Task objective: Read the listing and extract each line that includes the word "debris".

Source information:
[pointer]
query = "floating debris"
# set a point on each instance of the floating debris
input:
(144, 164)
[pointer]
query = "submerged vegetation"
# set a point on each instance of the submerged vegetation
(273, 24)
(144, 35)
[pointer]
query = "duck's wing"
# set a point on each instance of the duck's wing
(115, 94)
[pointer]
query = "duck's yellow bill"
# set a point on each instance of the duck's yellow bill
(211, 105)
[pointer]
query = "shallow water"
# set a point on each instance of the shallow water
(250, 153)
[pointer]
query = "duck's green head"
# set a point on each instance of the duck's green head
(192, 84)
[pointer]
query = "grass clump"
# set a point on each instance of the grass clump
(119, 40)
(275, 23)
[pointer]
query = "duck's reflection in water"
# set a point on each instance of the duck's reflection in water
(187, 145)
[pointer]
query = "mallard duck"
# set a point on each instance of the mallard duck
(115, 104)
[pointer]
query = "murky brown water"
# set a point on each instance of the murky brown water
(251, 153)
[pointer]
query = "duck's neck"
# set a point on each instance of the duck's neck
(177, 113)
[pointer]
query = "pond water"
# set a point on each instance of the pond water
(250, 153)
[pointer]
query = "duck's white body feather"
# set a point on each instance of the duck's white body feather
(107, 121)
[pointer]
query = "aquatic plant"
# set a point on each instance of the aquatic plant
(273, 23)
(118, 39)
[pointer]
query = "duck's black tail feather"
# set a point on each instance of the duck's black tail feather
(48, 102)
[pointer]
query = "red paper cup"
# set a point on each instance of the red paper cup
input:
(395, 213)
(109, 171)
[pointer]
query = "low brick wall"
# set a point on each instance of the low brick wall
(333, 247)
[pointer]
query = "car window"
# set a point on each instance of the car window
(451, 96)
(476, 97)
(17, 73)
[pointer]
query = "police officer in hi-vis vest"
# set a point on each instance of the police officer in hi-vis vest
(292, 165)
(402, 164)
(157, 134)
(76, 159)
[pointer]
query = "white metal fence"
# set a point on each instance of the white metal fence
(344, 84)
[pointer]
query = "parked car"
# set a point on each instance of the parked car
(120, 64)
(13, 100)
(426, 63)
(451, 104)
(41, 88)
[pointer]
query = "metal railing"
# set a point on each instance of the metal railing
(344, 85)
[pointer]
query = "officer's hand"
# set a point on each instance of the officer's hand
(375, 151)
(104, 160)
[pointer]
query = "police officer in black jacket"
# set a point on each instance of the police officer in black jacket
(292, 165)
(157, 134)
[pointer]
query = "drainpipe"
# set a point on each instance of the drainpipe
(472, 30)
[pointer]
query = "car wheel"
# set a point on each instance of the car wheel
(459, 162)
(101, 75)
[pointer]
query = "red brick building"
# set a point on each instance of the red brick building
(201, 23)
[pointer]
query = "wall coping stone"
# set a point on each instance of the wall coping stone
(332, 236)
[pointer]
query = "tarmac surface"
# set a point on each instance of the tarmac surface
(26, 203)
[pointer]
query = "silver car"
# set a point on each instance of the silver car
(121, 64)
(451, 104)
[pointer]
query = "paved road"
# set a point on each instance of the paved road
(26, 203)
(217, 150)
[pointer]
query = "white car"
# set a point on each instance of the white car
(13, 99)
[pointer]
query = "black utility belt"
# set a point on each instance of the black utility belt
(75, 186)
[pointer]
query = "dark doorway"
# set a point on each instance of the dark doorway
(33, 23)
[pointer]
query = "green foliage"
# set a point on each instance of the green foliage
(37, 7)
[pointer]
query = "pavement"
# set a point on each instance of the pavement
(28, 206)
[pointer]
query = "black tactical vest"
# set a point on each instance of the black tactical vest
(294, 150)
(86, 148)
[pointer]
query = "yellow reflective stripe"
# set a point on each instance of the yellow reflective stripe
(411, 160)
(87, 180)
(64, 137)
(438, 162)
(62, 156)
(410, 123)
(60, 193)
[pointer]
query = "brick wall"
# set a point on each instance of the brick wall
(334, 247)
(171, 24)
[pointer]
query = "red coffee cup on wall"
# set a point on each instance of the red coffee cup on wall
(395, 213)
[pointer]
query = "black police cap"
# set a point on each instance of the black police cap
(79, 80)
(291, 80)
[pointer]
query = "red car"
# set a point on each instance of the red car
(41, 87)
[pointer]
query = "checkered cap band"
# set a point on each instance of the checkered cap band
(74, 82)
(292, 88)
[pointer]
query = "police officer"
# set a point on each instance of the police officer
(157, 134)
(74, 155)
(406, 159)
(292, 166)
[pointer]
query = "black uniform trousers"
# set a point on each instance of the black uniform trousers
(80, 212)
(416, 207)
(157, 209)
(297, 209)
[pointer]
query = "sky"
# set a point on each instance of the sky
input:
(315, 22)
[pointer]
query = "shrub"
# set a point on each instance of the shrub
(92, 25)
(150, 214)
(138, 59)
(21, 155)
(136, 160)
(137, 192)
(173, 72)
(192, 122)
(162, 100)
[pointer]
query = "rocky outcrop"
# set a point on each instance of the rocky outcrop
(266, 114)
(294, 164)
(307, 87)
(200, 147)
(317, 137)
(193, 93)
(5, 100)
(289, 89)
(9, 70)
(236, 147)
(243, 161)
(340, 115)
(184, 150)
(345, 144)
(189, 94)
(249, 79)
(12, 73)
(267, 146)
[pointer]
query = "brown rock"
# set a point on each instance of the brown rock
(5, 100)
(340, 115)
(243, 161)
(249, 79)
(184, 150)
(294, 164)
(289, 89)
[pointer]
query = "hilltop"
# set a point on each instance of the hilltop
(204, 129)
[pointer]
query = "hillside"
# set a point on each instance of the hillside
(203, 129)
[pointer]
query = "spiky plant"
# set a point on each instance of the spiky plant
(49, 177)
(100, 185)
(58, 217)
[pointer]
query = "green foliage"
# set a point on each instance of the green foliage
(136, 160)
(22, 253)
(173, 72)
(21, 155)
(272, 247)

Completed exercise:
query = "floating debris"
# set a point on each instance of the floating debris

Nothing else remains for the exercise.